Dataset rows
________________________________________

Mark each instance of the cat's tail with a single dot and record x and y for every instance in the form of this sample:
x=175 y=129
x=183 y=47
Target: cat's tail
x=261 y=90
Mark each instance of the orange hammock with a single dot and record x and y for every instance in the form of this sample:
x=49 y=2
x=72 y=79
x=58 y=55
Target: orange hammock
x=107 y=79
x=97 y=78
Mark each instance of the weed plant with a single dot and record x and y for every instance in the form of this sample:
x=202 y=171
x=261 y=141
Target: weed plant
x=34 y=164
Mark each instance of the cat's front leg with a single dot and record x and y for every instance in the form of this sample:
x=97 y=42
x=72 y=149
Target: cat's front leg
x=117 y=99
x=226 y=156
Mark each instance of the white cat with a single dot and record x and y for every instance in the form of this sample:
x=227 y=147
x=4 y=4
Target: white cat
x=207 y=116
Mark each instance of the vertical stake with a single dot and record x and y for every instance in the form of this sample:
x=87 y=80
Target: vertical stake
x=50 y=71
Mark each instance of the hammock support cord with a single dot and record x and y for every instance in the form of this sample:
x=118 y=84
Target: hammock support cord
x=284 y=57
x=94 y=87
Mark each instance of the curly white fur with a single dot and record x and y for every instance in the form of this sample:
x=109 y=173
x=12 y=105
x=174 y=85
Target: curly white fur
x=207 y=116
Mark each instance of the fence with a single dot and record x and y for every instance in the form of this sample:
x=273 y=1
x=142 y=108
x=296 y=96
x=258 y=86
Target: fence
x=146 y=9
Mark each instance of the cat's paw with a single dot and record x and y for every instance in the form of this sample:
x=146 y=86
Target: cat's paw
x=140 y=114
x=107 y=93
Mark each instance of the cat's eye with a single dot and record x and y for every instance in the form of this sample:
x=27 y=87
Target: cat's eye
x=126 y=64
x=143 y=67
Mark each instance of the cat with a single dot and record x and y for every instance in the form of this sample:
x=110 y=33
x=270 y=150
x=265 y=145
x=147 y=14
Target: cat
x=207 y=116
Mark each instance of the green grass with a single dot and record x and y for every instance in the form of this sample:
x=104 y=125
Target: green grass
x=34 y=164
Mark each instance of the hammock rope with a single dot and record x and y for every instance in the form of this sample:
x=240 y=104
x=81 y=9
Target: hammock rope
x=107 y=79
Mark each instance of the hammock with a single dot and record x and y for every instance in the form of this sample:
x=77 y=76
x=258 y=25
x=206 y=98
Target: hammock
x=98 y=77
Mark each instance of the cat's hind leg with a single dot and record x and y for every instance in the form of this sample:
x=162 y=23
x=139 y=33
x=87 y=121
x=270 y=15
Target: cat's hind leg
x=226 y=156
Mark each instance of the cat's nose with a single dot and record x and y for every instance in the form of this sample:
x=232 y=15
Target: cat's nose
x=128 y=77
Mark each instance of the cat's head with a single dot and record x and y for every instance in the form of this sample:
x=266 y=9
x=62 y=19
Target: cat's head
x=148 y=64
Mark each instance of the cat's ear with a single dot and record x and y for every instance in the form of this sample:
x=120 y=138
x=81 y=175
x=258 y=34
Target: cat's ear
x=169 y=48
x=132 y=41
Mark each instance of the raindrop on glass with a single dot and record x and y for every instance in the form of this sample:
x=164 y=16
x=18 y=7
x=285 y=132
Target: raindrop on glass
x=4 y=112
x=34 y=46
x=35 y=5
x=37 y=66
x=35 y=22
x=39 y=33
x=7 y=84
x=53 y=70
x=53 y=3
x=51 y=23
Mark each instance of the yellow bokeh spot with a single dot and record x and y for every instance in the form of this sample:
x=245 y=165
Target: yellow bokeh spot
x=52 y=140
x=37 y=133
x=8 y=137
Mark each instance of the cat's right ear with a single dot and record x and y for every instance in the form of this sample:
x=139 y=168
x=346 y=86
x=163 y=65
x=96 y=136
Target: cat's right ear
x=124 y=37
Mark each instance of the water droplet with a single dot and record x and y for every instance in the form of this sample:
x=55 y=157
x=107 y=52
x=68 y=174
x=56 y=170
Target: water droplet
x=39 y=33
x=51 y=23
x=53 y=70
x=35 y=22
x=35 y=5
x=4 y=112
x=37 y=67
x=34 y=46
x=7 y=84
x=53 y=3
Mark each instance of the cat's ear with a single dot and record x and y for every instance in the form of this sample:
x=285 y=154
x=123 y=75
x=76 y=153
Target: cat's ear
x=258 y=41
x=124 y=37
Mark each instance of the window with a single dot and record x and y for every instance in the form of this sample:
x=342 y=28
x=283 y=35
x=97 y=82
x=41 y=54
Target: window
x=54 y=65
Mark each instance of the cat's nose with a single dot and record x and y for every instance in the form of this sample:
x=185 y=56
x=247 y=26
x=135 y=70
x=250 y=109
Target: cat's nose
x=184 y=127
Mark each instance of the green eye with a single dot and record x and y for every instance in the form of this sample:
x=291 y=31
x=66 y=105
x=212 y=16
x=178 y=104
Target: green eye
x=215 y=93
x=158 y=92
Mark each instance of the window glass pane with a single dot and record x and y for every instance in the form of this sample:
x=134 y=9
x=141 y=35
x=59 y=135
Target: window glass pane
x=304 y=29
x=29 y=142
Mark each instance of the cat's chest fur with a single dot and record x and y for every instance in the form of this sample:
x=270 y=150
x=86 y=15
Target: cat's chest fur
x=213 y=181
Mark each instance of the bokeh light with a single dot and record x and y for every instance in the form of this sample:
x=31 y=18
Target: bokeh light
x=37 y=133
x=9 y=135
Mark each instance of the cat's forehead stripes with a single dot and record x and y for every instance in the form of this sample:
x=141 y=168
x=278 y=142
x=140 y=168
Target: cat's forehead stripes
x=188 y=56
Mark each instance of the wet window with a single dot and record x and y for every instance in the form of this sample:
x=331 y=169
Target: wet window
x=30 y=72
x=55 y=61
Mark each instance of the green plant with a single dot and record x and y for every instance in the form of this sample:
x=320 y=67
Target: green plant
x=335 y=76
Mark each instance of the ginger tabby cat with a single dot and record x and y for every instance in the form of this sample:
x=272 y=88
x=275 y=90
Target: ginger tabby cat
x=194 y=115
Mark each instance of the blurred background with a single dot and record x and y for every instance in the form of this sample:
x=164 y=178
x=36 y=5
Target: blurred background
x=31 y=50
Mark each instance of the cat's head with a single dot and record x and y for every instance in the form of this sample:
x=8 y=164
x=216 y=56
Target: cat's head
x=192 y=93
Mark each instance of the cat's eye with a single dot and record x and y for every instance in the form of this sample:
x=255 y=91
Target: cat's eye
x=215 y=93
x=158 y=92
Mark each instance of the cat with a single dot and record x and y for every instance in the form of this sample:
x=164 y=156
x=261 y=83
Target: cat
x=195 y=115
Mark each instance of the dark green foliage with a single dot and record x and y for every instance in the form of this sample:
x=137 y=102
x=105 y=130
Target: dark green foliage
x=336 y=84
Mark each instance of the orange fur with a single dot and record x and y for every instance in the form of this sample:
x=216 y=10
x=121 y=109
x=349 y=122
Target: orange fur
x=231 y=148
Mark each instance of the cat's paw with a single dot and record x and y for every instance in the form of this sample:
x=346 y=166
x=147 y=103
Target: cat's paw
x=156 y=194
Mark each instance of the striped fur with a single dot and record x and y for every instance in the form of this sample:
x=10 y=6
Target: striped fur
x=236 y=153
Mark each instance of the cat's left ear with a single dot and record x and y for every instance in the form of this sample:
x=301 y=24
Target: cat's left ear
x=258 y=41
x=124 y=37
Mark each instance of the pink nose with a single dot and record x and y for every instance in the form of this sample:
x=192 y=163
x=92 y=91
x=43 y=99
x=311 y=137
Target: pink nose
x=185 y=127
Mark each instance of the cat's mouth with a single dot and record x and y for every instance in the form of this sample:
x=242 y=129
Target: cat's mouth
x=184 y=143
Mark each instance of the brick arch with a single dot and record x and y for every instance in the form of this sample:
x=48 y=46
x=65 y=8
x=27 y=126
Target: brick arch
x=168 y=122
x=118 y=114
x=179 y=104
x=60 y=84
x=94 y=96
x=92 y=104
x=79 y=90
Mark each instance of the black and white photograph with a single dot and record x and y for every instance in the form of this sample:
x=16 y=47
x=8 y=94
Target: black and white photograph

________________________________________

* [What you have to do] Could you copy out, word for word, the lines from the one containing "Mark each instance of the dark" through the one containing "x=236 y=153", including both of those lines?

* [The output]
Mark each instance of the dark green foliage with a single dot and record x and y for every instance in the form of this sample:
x=137 y=102
x=105 y=130
Target: dark green foliage
x=336 y=84
Mark each instance of the orange fur with a single dot and record x and y for every instance in the form of this sample:
x=216 y=10
x=121 y=109
x=349 y=122
Target: orange fur
x=231 y=148
Mark each instance of the cat's paw with a single dot and record x and y for every instance in the form of this sample:
x=346 y=166
x=147 y=103
Target: cat's paw
x=156 y=194
Mark each instance of the striped fur with a single dot and record x and y for every instance in the form of this sample:
x=10 y=6
Target: striped fur
x=236 y=153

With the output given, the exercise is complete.